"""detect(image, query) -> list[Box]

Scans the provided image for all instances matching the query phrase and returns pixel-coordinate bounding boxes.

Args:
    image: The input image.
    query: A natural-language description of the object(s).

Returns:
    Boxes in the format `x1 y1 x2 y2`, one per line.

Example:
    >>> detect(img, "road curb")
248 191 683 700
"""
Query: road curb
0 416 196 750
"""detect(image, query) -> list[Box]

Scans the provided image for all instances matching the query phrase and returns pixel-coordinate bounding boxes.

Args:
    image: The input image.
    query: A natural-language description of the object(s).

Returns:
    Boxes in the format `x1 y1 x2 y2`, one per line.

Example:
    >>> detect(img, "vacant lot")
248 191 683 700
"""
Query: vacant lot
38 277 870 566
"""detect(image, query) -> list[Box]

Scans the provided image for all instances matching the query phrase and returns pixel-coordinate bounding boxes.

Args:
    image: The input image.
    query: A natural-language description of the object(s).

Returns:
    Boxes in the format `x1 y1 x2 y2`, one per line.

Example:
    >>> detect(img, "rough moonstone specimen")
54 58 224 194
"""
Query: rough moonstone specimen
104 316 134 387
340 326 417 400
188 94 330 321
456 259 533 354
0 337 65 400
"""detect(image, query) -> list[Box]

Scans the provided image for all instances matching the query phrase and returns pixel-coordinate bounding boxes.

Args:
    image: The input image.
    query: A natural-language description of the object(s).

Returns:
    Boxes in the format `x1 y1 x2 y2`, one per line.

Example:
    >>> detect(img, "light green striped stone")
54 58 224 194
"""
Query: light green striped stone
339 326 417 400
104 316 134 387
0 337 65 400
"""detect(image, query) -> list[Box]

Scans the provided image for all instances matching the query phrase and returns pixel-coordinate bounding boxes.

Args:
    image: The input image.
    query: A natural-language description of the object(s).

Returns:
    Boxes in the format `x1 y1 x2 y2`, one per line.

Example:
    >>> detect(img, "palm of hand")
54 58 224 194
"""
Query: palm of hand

> Work task: Put down all the data once more, exactly as it appears above.

> Answer space:
"""detect(image, query) -> list[Box]

Scans the provided image for all instances matching the query phrase and returns pixel-coordinate bounding boxes.

Args:
    image: The input image.
    query: A natural-language description of the object(s).

Returns:
    Boxes in the format `x1 y1 x2 y2`, one per line.

Example:
    >>> detect(img, "road curb")
248 191 683 700
"""
Query: road curb
0 416 196 750
"""detect(image, query) -> list[Box]

Scans the provided image for all instances matching the query phrase and returns pixel-coordinate bounding boxes.

Args:
    image: The input image.
    query: A natural-language description of the object(s).

Returns:
    Boxes in the format `x1 y1 x2 y2`, one per line.

Example:
    >>> detect(img, "vacant lot")
248 191 683 700
"""
Query: vacant lot
38 277 870 566
"""detect(image, query) -> list[Box]

Scans the provided image for all instances matching the query phrase and returns pixel-coordinate bounding boxes.

Args:
    image: The input image.
    query: A natural-language description of the object(s).

Returns:
    Boxes in the format `x1 y1 x2 y2`, one per line.

Example:
    >>> detect(img, "rough moonstone specimen")
54 58 224 194
"""
Query: rough moonstone specimen
104 316 134 387
340 326 417 400
188 94 330 321
456 259 533 354
0 337 65 400
"""detect(image, query) -> list[Box]

Scans the provided image for all instances matching the query phrase and returns pixel-coordinate bounding boxes.

Args:
    image: The input image.
    query: A natural-language description of the object(s).

Returns:
    Boxes in the format `x1 y1 x2 y2`, one per line.

Example:
    >>> detect(img, "light green striped stone")
54 58 224 194
"""
Query: light green striped stone
339 326 417 400
104 316 134 387
0 337 65 400
"""detect(image, query) -> list[Box]

Scans the provided image for all instances matching the query phrase and returns pixel-coordinate bounding boxes.

Args:
    image: The input image.
    query: A natural-language description of the object(s).

Returns:
    Boxes in the format `x1 y1 x2 y2`, one per line.

Example:
    >>> detect(img, "palm of hand")
54 58 224 194
"""
Query: palm of hand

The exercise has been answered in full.